Exercise material START

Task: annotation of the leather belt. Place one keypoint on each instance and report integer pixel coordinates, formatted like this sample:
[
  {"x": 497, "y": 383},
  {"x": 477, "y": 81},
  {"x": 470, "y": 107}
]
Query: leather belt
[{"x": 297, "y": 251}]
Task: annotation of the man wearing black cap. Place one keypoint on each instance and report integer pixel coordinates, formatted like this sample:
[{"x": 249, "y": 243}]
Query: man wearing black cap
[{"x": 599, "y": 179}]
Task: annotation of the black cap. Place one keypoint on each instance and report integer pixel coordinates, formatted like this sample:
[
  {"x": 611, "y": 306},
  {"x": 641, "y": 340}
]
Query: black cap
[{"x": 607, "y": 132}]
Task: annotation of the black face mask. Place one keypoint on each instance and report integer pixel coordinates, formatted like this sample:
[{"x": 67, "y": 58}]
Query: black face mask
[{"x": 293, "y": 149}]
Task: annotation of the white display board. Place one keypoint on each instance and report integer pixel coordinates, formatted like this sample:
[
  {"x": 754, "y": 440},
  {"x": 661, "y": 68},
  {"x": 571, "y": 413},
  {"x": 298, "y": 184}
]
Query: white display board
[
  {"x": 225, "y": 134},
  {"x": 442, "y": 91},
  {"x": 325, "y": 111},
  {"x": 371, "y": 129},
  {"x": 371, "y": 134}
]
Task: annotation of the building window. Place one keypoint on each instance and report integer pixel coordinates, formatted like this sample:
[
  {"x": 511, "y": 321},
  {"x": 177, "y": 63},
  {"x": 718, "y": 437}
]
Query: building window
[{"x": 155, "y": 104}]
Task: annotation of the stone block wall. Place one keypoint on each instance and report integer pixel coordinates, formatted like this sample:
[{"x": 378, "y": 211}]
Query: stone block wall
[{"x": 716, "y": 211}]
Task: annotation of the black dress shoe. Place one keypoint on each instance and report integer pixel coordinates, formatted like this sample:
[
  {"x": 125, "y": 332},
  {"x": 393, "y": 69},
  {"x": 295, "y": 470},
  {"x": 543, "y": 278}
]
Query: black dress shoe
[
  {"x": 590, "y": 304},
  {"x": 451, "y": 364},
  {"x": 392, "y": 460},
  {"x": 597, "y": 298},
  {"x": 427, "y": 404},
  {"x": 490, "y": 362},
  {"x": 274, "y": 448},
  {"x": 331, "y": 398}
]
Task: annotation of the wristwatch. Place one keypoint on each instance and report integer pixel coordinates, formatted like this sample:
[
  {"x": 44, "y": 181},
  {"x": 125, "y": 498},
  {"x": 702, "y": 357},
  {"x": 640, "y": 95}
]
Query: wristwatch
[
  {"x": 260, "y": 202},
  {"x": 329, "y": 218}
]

Exercise material END

## What is needed
Your answer must be the full set of entries, copied exactly.

## Answer below
Task: annotation of the leather belt. Place one keypoint on each instance and report integer pixel coordinates, formatted like this sample:
[
  {"x": 497, "y": 383},
  {"x": 477, "y": 81},
  {"x": 470, "y": 107}
]
Query: leather belt
[{"x": 297, "y": 251}]
Task: annotation of the man wearing black cap. Place one keypoint on each instance and report integer pixel coordinates, formatted like this sample:
[{"x": 249, "y": 243}]
Query: man wearing black cap
[{"x": 599, "y": 179}]
Task: annotation of the black cap. Place one keypoint on each instance and report integer pixel coordinates, formatted like this sample:
[
  {"x": 611, "y": 306},
  {"x": 641, "y": 340}
]
Query: black cap
[{"x": 607, "y": 132}]
Task: annotation of the black face mask. Place one keypoint on each instance and report integer pixel coordinates, formatted like this sample:
[{"x": 67, "y": 58}]
Query: black face mask
[{"x": 293, "y": 149}]
Task: annotation of the white display board. Place one keypoint on each instance and report integer pixel coordinates, formatted like this sample:
[
  {"x": 754, "y": 440},
  {"x": 661, "y": 68},
  {"x": 571, "y": 413},
  {"x": 298, "y": 184}
]
Query: white display board
[
  {"x": 225, "y": 134},
  {"x": 442, "y": 91},
  {"x": 325, "y": 111},
  {"x": 371, "y": 129},
  {"x": 371, "y": 134}
]
Task: annotation of the building window. Place one keypoint on each instance and report integer pixel coordinates, formatted like this sample:
[
  {"x": 511, "y": 321},
  {"x": 177, "y": 63},
  {"x": 718, "y": 437}
]
Query: building window
[{"x": 155, "y": 104}]
Task: annotation of the stone block wall. Place one keypoint on each instance and report integer pixel coordinates, formatted like this sample:
[{"x": 378, "y": 211}]
Query: stone block wall
[{"x": 716, "y": 211}]
Task: annotation of the black dress shoe. Place one keypoint on each instance and report integer pixel coordinates, formatted like this sample:
[
  {"x": 125, "y": 332},
  {"x": 393, "y": 69},
  {"x": 295, "y": 470},
  {"x": 543, "y": 278}
]
Query: black dress shoe
[
  {"x": 590, "y": 304},
  {"x": 451, "y": 364},
  {"x": 392, "y": 460},
  {"x": 597, "y": 298},
  {"x": 427, "y": 404},
  {"x": 490, "y": 362},
  {"x": 274, "y": 448},
  {"x": 331, "y": 398}
]
Task: annotation of the wristwatch. Place one keypoint on each instance and report integer pixel coordinates, formatted like this sample:
[
  {"x": 44, "y": 181},
  {"x": 125, "y": 498},
  {"x": 702, "y": 357},
  {"x": 640, "y": 95}
]
Query: wristwatch
[
  {"x": 260, "y": 202},
  {"x": 329, "y": 218}
]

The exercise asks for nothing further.